__GIVEN DATA__.

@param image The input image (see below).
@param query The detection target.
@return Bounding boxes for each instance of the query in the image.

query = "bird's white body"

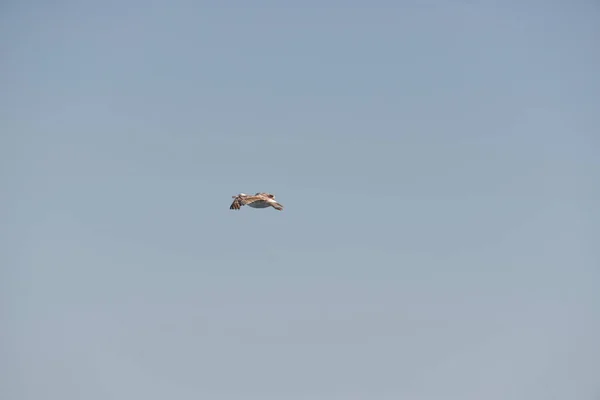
[229,192,283,211]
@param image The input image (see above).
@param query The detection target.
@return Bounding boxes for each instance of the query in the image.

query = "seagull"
[229,192,283,211]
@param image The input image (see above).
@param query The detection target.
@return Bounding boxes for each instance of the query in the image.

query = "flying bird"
[229,192,283,211]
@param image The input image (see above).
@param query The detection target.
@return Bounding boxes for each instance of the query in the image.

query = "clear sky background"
[0,0,600,400]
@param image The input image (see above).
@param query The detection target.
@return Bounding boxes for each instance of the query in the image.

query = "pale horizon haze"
[0,0,600,400]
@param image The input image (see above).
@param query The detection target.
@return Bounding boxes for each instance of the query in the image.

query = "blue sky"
[0,0,600,400]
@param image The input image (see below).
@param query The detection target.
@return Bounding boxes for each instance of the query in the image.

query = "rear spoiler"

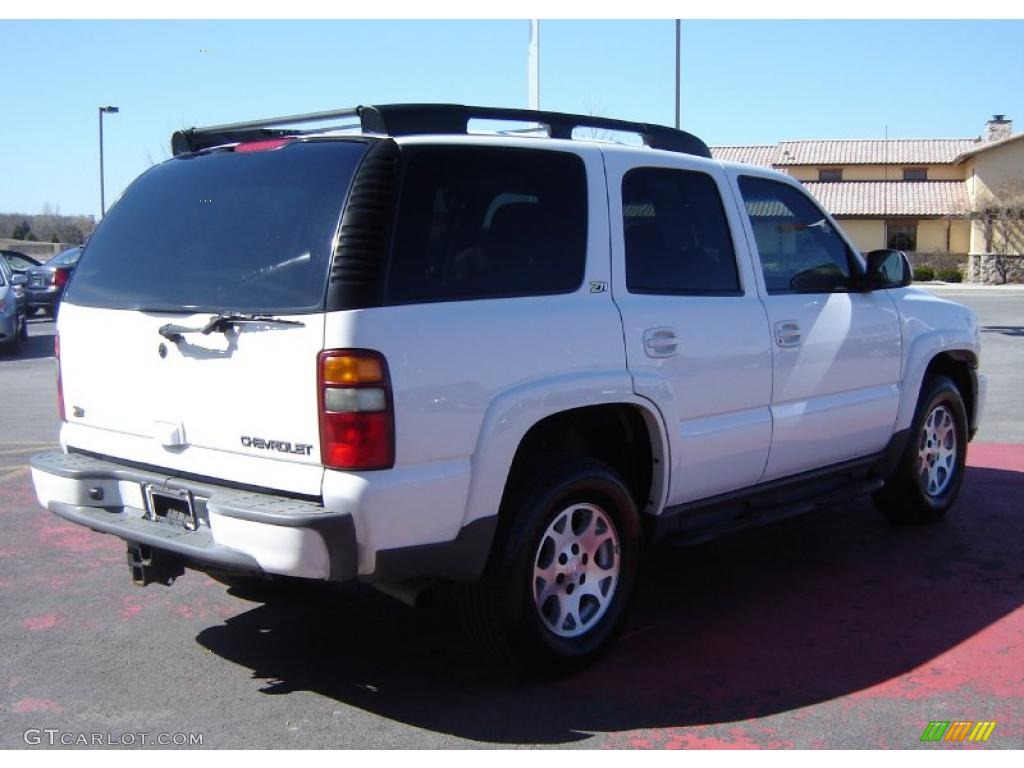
[171,103,711,158]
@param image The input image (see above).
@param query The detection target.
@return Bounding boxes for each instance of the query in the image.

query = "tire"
[873,376,968,524]
[463,460,640,676]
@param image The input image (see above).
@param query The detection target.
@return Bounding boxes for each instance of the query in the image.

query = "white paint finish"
[325,145,633,541]
[209,514,331,580]
[605,147,771,505]
[32,467,145,515]
[888,288,982,431]
[974,374,988,427]
[764,384,900,481]
[324,459,470,574]
[60,423,324,496]
[57,304,324,496]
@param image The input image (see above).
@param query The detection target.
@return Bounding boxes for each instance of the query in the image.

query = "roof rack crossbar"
[171,103,711,158]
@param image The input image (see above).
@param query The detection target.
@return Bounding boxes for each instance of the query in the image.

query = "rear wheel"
[874,376,968,523]
[464,460,640,675]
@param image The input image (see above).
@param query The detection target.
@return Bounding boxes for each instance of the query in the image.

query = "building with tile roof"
[712,115,1024,276]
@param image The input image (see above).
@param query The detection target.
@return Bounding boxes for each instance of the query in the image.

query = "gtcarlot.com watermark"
[22,728,203,746]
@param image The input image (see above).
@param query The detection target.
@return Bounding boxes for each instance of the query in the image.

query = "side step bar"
[652,457,885,545]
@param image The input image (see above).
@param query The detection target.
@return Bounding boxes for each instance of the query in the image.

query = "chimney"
[985,115,1014,141]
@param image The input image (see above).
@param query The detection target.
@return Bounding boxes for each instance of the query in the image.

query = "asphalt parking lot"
[0,289,1024,749]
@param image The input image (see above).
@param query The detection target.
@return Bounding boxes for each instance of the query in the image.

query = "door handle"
[643,328,679,357]
[775,321,804,347]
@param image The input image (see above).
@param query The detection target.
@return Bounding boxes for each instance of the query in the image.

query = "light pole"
[99,106,120,218]
[676,18,681,130]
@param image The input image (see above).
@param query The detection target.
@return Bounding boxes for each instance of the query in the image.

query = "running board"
[653,457,885,546]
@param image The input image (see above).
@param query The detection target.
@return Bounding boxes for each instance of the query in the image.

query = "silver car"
[0,259,29,349]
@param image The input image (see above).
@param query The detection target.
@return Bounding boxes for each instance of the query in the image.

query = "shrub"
[913,264,937,281]
[935,269,964,283]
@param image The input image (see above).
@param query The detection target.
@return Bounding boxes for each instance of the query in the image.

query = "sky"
[6,19,1024,215]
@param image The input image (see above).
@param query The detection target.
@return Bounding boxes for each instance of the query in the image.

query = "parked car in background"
[26,246,82,314]
[0,250,43,274]
[0,259,28,349]
[25,104,986,674]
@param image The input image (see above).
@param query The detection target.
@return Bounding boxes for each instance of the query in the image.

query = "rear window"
[67,141,367,312]
[385,147,587,304]
[47,248,82,266]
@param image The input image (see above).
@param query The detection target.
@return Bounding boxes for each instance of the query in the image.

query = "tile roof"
[804,181,971,216]
[956,133,1024,163]
[775,138,980,166]
[711,144,776,168]
[711,139,987,168]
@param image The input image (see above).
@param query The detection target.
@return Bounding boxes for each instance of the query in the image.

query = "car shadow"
[197,468,1024,744]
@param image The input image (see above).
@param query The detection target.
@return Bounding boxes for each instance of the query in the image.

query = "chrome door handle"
[643,328,679,357]
[775,321,804,347]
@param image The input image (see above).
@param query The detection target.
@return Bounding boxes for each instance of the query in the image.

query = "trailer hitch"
[127,544,185,587]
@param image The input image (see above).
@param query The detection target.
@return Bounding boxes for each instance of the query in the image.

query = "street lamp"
[99,106,120,218]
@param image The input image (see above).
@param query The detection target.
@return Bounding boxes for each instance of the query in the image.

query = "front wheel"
[465,460,640,675]
[873,376,968,523]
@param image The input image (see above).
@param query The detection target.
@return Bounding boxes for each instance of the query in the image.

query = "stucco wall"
[949,220,971,253]
[918,219,952,253]
[965,137,1024,254]
[785,165,968,181]
[836,218,886,251]
[836,218,971,253]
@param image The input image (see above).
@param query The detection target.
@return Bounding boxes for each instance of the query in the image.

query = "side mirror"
[864,248,913,290]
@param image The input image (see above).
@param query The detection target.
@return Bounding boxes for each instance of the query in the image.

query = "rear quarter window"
[385,147,587,304]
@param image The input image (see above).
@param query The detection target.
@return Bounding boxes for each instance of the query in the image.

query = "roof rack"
[171,104,711,158]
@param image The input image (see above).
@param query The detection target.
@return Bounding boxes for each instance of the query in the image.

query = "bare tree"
[971,177,1024,283]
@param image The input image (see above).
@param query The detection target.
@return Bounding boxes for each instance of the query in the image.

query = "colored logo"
[921,720,995,741]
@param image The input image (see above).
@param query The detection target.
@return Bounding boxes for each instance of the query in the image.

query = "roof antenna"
[526,18,541,110]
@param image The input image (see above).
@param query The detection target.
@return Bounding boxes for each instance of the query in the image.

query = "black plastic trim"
[58,446,324,504]
[30,451,357,582]
[326,139,401,312]
[49,502,263,573]
[651,442,910,543]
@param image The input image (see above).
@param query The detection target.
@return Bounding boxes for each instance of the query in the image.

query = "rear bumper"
[969,369,988,439]
[31,451,357,582]
[25,286,63,308]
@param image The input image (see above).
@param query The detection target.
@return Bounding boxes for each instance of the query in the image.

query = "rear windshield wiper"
[157,312,306,343]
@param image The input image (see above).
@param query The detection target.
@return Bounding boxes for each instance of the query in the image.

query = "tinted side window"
[739,176,851,293]
[386,147,587,303]
[623,168,741,296]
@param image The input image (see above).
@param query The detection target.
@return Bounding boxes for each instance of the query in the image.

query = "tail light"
[53,334,68,421]
[316,349,394,469]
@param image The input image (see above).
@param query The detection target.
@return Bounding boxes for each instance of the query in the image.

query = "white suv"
[32,104,984,669]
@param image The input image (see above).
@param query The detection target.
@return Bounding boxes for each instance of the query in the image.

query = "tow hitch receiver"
[128,544,185,587]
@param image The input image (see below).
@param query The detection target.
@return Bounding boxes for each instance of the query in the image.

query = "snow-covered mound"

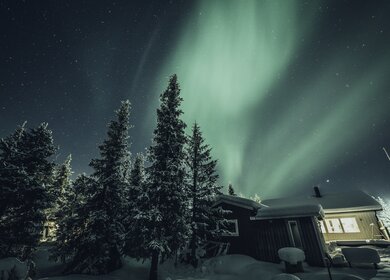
[271,273,301,280]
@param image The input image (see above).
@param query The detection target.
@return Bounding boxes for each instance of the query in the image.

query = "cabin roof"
[213,194,267,210]
[262,190,382,214]
[251,203,325,220]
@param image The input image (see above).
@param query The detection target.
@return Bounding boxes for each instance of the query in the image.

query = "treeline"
[0,75,229,279]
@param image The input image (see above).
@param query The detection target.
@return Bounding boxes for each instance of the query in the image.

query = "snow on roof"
[251,203,324,220]
[214,194,267,210]
[262,190,382,214]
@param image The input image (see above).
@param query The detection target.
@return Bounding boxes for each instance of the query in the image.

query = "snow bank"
[341,248,381,264]
[271,273,301,280]
[0,258,28,280]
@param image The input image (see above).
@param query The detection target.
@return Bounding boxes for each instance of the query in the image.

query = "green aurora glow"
[151,0,386,197]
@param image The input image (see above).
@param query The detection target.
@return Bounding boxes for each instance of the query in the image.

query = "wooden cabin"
[214,195,263,256]
[251,204,326,266]
[263,187,389,245]
[214,195,325,266]
[214,187,389,266]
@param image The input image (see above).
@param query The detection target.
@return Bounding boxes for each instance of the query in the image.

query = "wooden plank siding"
[323,211,384,241]
[251,219,291,263]
[218,203,255,256]
[251,217,325,266]
[213,203,325,266]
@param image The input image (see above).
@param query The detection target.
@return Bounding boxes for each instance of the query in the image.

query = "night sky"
[0,0,390,198]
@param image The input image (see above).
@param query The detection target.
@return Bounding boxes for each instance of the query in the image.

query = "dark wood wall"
[213,203,324,266]
[251,217,324,266]
[213,203,256,256]
[323,211,384,241]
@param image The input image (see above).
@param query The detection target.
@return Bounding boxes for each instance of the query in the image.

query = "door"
[288,220,303,248]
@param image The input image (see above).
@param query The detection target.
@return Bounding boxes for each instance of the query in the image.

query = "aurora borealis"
[0,0,390,197]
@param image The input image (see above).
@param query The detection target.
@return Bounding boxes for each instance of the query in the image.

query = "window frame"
[217,219,240,237]
[339,217,361,233]
[325,218,345,234]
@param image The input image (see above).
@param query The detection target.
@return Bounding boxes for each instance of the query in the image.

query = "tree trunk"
[149,251,158,280]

__THE PROBLEM__.
List every line of the material above that contains the string "side", treating uppercase and lowercase letters as distinct.

__RESULT__.
query = "side step bar"
query = "side mirror"
query = "tinted side window"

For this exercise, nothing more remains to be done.